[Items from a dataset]
*** Block opens ***
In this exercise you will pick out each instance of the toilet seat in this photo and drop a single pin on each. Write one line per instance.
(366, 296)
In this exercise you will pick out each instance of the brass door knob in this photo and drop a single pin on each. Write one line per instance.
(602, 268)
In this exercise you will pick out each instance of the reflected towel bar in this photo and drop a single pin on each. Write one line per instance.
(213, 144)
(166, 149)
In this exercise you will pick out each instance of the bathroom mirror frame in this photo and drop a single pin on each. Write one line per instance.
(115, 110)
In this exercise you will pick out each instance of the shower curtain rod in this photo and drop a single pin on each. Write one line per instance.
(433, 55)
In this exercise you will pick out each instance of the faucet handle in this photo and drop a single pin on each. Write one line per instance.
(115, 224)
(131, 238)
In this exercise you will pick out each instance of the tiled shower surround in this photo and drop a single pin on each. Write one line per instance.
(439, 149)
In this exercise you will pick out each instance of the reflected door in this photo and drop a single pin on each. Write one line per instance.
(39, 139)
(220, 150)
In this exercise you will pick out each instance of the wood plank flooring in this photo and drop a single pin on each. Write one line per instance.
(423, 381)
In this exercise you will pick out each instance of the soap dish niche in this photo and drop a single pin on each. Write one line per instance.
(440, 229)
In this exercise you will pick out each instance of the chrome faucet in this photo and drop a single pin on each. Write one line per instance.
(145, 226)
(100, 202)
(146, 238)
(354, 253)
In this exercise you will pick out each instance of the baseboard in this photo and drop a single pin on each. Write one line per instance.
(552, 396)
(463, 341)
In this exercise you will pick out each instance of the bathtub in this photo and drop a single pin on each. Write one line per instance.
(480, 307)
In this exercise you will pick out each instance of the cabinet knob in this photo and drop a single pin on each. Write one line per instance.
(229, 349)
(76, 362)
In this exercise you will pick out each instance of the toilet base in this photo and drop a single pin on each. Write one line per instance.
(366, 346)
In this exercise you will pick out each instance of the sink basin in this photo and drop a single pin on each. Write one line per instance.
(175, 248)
*** Block closes ***
**TASK OBJECTIVE**
Print from the line containing "of the cabinet" to the last line above, exactly as written.

**ANSWER TO THE EXERCISE**
In this exercise you will pick out each instance of the cabinet knob in this photo and drop a single pin on each. Write one line per instance.
(229, 349)
(76, 362)
In this exercise you will pick out each instance of the toilet base in this photo and drop a single pin on each. Write one line per instance.
(366, 346)
In this exercise you will pick out each instance of the sink basin in this photo and drop a single pin on each. Write one line per instance.
(175, 248)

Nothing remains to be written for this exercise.